Testo del documento →
_____
Il discorso di Conte al Senato: pillole in 16 tweet

5 giugno 2018

1. Per me la parte più preoccupante del discorso di Conte è l’inizio: la celebrazione tra l’eversivo e il fuffarolo del rovesciamento dell'”ordinario percorso istituzionale”. Prima ancora del superamento della distinzione destra/sinistra e della rivendicazione del populismo.

2. Siamo nel cuore dell’ideologia grillista, meno ingenua ma più compiuta di come la conoscevamo finora dai proclami della Raggi. Del resto Conte questo è: un grillino – sia pur tecnico – fatto e finito. Aspettiamoci dosi da cavallo di questa roba.

3. Conte parla di “diritti sociali … progressivamente smantellati” negli ultimi anni: una narrazione che punta a sfondare a sinistra. Le parole d’ordine sono il salario minimo orario e il reddito di cittadinanza; i nemici, l’austerity e la corruzione.

4. Nel discorso di Conte i cenni al lavoro e all’ambiente sono condivisibili (e piuttosto “grillini-prima maniera”) anche se generici; apprezzabile che siano fittamente intrecciati con la questione tecnologica.

5. L’indicazione (assai asciutta) degli USA come “alleato privilegiato” e soprattutto la visione positiva dell’UE temperano nel discorso di Conte l’apertura alla Russia, che tuttavia è impressionante sentir enunciare così esplicitamente.

6. Su vitalizi, giustizia, lotta alla corruzione e alle mafie Conte si muove come sul burro. Degno di lode il riferimento alla funzione riabilitativa della pena. Interessante il riferimento circostanziato al conflitto d’interesse: sarà da seguire l’attuazione.

7. Come è stato notato, Conte parla di “pensioni di cittadinanza” (?) ma non fa cenno alla Fornero. Il reddito di cittadinanza vero e proprio viene già spostato a una fase 2.

8. Occorre riconoscere che nel discorso di Conte la questione dell’immigrazione è trattata in modo appropriato ed equilibrato. Vedremo come ciò si relazionerà con le mosse di Salvini: pessime negli ultimi giorni.

8bis. Lodevole il richiamo all’uccisione di Soumayla che chiude autorevolmente un giorno e mezzo d’ingiustificato silenzio.

9. Nel capitolo sul fisco Conte mostra le corde: la proporzionalità della flat tax, ovverosia la quadratura del cerchio. L’annuncio del carcere per i grandi evasori è come lo zucchero a velo. Lodevole che si eviti la retorica del povero italiano tartassato da Equitalia.
_____
Esercizi da svolgere →
(1) Riporta dal commento al discorso di Conte il brano compreso tra "7. Come è stato" e "una fase 2.", estremi inclusi.
(2) Nel commento al discorso di Conte, con quale espressione Conte indica gli USA?
(3) Elenca i temi sui quali, secondo il punto 6 del commento al discorso di Conte, Conte "si muove come sul burro".

Materiale fornito →
_____
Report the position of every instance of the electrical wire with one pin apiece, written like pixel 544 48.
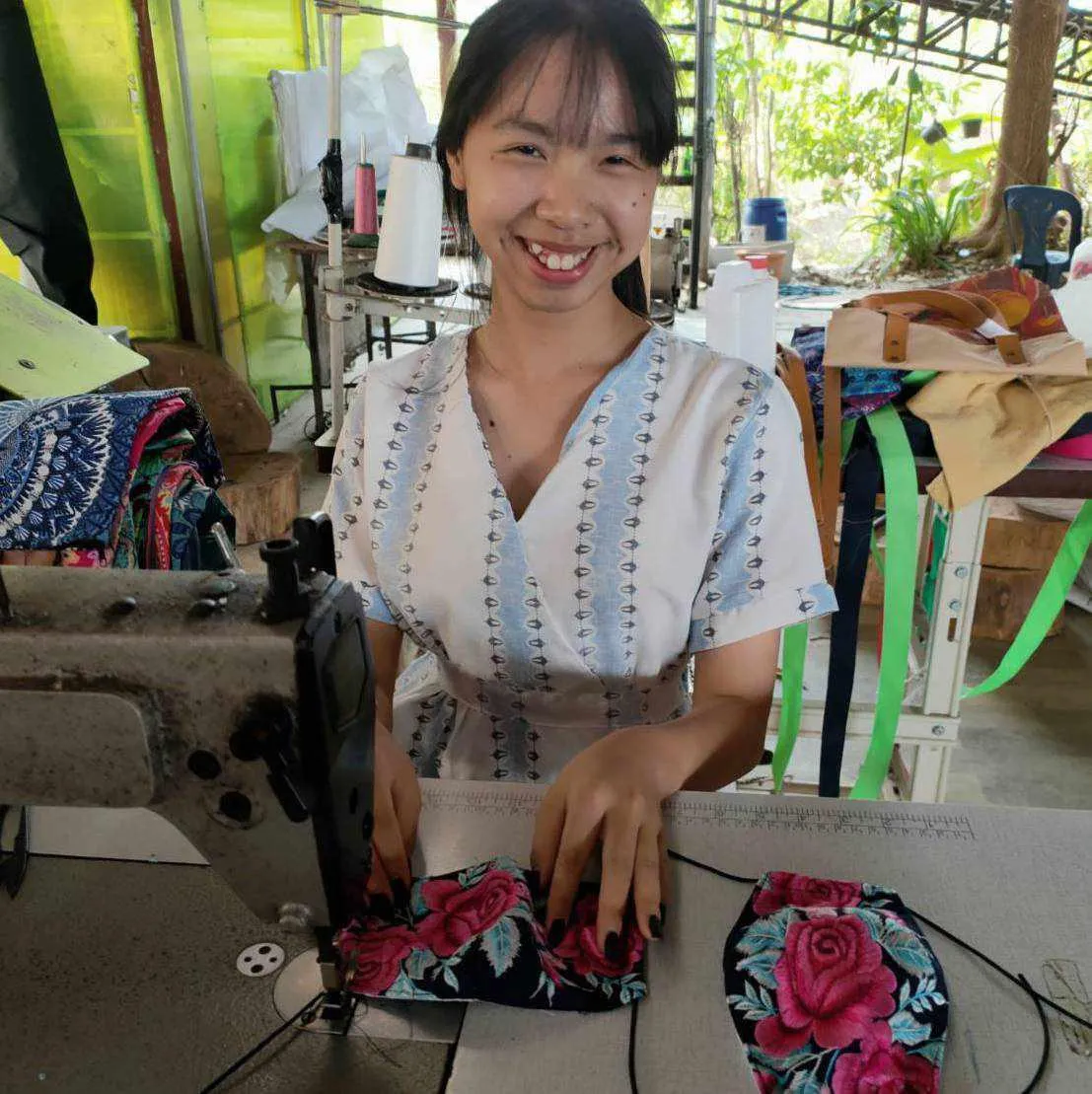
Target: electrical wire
pixel 268 1040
_____
Soluzioni →
(1)
7. Come è stato notato, Conte parla di “pensioni di cittadinanza” (?) ma non fa cenno alla Fornero. Il reddito di cittadinanza vero e proprio viene già spostato a una fase 2.

(2) Come "alleato privilegiato".

(3) Vitalizi, giustizia, lotta alla corruzione, lotta alle mafie.